DIRECTIONS FOR THIS TASK =>
The full set of entries below must be returned exactly as shown.

DATA IN THIS EXERCISE =>

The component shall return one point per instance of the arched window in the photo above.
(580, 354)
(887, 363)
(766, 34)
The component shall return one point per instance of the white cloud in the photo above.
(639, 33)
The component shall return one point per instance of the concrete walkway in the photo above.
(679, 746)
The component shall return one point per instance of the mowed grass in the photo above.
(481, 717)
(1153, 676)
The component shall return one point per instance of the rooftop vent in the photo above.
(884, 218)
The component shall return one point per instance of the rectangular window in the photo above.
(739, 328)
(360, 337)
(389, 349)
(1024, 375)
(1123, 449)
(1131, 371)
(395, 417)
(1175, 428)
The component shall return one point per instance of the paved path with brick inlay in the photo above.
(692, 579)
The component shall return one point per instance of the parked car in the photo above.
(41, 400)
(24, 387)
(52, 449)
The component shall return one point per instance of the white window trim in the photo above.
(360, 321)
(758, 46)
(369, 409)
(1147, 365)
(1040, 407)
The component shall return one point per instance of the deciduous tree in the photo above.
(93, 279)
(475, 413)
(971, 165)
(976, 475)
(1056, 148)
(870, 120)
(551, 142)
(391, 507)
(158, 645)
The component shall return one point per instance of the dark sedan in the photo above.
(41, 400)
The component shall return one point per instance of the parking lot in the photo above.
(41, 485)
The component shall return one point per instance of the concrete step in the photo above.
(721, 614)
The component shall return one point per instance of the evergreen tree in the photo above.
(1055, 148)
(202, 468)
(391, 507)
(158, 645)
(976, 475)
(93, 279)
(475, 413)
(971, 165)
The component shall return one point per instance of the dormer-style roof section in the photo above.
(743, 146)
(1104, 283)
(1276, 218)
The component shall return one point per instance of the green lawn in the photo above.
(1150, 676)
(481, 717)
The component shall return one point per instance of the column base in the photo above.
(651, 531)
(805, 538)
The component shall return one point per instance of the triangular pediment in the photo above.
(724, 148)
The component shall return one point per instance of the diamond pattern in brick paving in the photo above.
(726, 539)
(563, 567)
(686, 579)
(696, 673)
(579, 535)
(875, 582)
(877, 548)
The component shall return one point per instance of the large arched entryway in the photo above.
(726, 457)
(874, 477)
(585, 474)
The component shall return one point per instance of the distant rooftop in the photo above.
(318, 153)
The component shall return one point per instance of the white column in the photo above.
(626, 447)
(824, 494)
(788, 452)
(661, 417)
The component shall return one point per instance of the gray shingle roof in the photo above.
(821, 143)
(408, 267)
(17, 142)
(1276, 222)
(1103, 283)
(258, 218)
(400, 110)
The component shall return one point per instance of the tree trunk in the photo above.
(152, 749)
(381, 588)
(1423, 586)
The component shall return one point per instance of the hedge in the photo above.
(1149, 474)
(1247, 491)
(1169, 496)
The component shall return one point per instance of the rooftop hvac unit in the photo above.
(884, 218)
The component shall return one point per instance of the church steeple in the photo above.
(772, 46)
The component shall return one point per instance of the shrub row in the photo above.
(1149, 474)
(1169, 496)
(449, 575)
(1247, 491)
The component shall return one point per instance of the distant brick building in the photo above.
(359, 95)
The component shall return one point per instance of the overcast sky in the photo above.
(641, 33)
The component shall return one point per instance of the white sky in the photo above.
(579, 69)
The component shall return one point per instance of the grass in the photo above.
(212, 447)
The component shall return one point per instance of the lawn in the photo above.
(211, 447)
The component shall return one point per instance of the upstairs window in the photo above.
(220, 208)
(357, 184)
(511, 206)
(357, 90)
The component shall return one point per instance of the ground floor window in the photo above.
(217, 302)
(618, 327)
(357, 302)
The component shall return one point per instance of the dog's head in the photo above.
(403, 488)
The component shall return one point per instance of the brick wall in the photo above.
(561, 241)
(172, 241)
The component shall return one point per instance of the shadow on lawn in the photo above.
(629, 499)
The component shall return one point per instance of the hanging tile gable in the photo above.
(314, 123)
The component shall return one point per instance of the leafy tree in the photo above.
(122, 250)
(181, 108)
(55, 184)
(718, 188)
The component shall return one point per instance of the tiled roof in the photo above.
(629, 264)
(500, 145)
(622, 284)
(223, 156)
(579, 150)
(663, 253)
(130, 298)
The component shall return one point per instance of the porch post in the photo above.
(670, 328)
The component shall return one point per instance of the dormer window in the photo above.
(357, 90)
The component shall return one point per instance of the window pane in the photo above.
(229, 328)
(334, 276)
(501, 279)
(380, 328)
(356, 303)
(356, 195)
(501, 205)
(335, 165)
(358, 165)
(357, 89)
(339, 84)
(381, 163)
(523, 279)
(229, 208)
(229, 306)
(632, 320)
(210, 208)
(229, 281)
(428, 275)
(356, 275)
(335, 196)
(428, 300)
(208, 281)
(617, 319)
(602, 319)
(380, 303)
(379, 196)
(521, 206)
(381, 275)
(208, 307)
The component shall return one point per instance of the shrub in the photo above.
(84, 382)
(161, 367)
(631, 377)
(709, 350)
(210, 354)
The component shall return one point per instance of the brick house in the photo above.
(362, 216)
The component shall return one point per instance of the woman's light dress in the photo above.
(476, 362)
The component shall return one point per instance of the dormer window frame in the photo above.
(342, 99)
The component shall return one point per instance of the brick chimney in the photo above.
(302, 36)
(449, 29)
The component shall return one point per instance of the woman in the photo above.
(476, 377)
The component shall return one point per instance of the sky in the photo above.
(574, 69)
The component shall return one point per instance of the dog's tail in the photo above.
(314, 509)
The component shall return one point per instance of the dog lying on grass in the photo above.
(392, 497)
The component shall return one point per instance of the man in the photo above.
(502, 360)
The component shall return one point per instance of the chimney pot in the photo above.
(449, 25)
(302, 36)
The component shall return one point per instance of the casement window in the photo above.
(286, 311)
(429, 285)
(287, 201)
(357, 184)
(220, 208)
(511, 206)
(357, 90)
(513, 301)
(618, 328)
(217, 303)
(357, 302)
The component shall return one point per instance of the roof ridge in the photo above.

EXERCISE RESPONSE =>
The component shall return one point per instance of the arched window in the photo above.
(580, 354)
(887, 363)
(766, 34)
The component shall return one point per instance of the white cloud in the photo above.
(639, 33)
The component shall return one point per instance of the concrete walkway in the photo above.
(679, 746)
The component shall return one point per instance of the mowed grass in the photo above.
(481, 717)
(1153, 676)
The component shall return one point per instance of the rooftop vent in the photo above.
(884, 218)
The component shall return one point per instance of the rectangular window in the photo above.
(739, 328)
(360, 337)
(389, 349)
(1024, 375)
(1123, 449)
(1131, 371)
(395, 417)
(1175, 428)
The component shall return one point per instance of the paved path with brick inlay in the photo above.
(692, 579)
The component shall return one point per instance of the parked car in the photo above.
(41, 400)
(24, 387)
(52, 449)
The component shall return one point per instance of the white window trim in the photo above.
(360, 321)
(758, 46)
(369, 409)
(1147, 365)
(1040, 407)
The component shall return one point per instance of the deciduous tree in the photo above.
(93, 279)
(475, 413)
(971, 165)
(976, 475)
(1056, 148)
(870, 120)
(551, 142)
(391, 507)
(158, 645)
The component shall return one point per instance of the dark sedan in the photo above.
(41, 400)
The component shall return one point per instance of the parking lot in the photo above.
(41, 485)
The component shall return one point per instance of the concrete step in the photo above.
(721, 614)
The component shall return one point per instance of the evergreen tree in the photo above.
(1055, 148)
(202, 468)
(391, 507)
(158, 645)
(976, 475)
(93, 279)
(475, 413)
(971, 165)
The component shall return one point per instance of the dormer-style roof section in the photo above.
(743, 146)
(1104, 283)
(1276, 218)
The component shall return one point per instance of the green lawn in the photo above.
(1150, 676)
(481, 717)
The component shall return one point per instance of the column base in the photo above.
(651, 531)
(805, 538)
The component shall return one point per instance of the triangular pediment in the photo above.
(724, 148)
The component shall return one point per instance of the diamond pattern in brick paving in the photo above.
(726, 539)
(563, 567)
(686, 579)
(696, 673)
(579, 535)
(875, 582)
(877, 548)
The component shall return one point per instance of the large arched entryway in the photo above.
(726, 457)
(874, 477)
(585, 474)
The component shall return one point per instance of the distant rooftop in the photo above.
(318, 153)
The component shall return one point per instance of the white column in the photo above.
(626, 447)
(824, 494)
(788, 452)
(661, 417)
The component shall return one point per instance of the gray shingle roof in the photo above.
(821, 143)
(408, 267)
(17, 142)
(1276, 222)
(1103, 283)
(258, 218)
(400, 110)
The component shall return one point per instance of the tree trunk in the photo above.
(152, 749)
(381, 588)
(1423, 586)
The component shall return one point per instance of the hedge in the photo above.
(1149, 474)
(1247, 491)
(1169, 496)
The component shall return one point per instance of the rooftop hvac unit in the photo above.
(884, 218)
The component shall return one point per instance of the church steeple in the photo above.
(772, 46)
The component shall return one point per instance of the shrub row in the photo above.
(1149, 474)
(1169, 496)
(449, 575)
(1247, 491)
The component shall return one point per instance of the distant brick building in the photo above.
(359, 95)
The component shall return one point per instance of the overcast sky in the photo above.
(641, 33)
The component shall return one point per instance of the white sky in the photo above.
(579, 69)
The component shall return one point per instance of the grass in the photo above.
(212, 447)
The component shall return one point per instance of the lawn in the photo above.
(211, 447)
The component shall return one point per instance of the upstairs window in the photo above.
(220, 208)
(357, 184)
(511, 206)
(357, 90)
The component shall return one point per instance of the ground floor window in the photo above.
(217, 302)
(618, 327)
(357, 302)
The component shall return one point per instance of the dog's head in the photo above.
(403, 488)
The component shall return one point per instance of the brick wall in the photo above.
(561, 241)
(172, 241)
The component shall return one point per instance of the shadow on lawn in the photo above.
(629, 499)
The component shall return one point per instance of the hanging tile gable in the photo above.
(314, 123)
The component shall return one point per instance of the leafy tree in the photo above.
(122, 250)
(181, 108)
(55, 184)
(718, 188)
The component shall return one point per instance of the tiled roof in the photo above.
(629, 264)
(500, 145)
(622, 284)
(223, 156)
(579, 150)
(663, 253)
(130, 298)
The component shall return one point per instance of the porch post in the photo above.
(670, 328)
The component shall return one point per instance of the dormer window in the photo above.
(357, 90)
The component shall return one point per instance of the window pane in the photo above.
(229, 328)
(334, 276)
(501, 279)
(380, 328)
(356, 303)
(356, 195)
(501, 205)
(335, 165)
(358, 165)
(357, 89)
(339, 84)
(381, 163)
(523, 279)
(229, 208)
(229, 306)
(632, 320)
(210, 208)
(229, 281)
(428, 275)
(356, 275)
(335, 196)
(428, 300)
(208, 281)
(617, 319)
(602, 319)
(380, 303)
(379, 196)
(521, 206)
(381, 275)
(208, 307)
The component shall return one point per instance of the shrub in the photo above.
(84, 382)
(161, 367)
(631, 377)
(709, 350)
(210, 354)
The component shall return one point per instance of the brick house in the photo above.
(362, 216)
The component shall return one point per instance of the woman's light dress in the photo above.
(476, 362)
The component shall return one point per instance of the dormer window frame in the photo above.
(342, 99)
The component shall return one point per instance of the brick chimney in the photo above.
(302, 36)
(449, 29)
The component shall return one point per instance of the woman in the photo above.
(476, 377)
The component shall return one point per instance of the sky in the photo above.
(574, 69)
The component shall return one point per instance of the dog's tail in the photo above.
(314, 509)
The component shall return one point per instance of the dog lying on grass in the photo above.
(392, 497)
The component shall return one point per instance of the man in the photo above.
(502, 360)
The component shall return one point per instance of the chimney pot in the photo above.
(449, 25)
(302, 36)
The component shall return one point per instance of the casement window in the photo above.
(286, 311)
(429, 285)
(287, 201)
(357, 184)
(220, 208)
(511, 206)
(357, 90)
(513, 301)
(618, 328)
(217, 303)
(357, 302)
The component shall return one point per instance of the roof ridge in the photo above.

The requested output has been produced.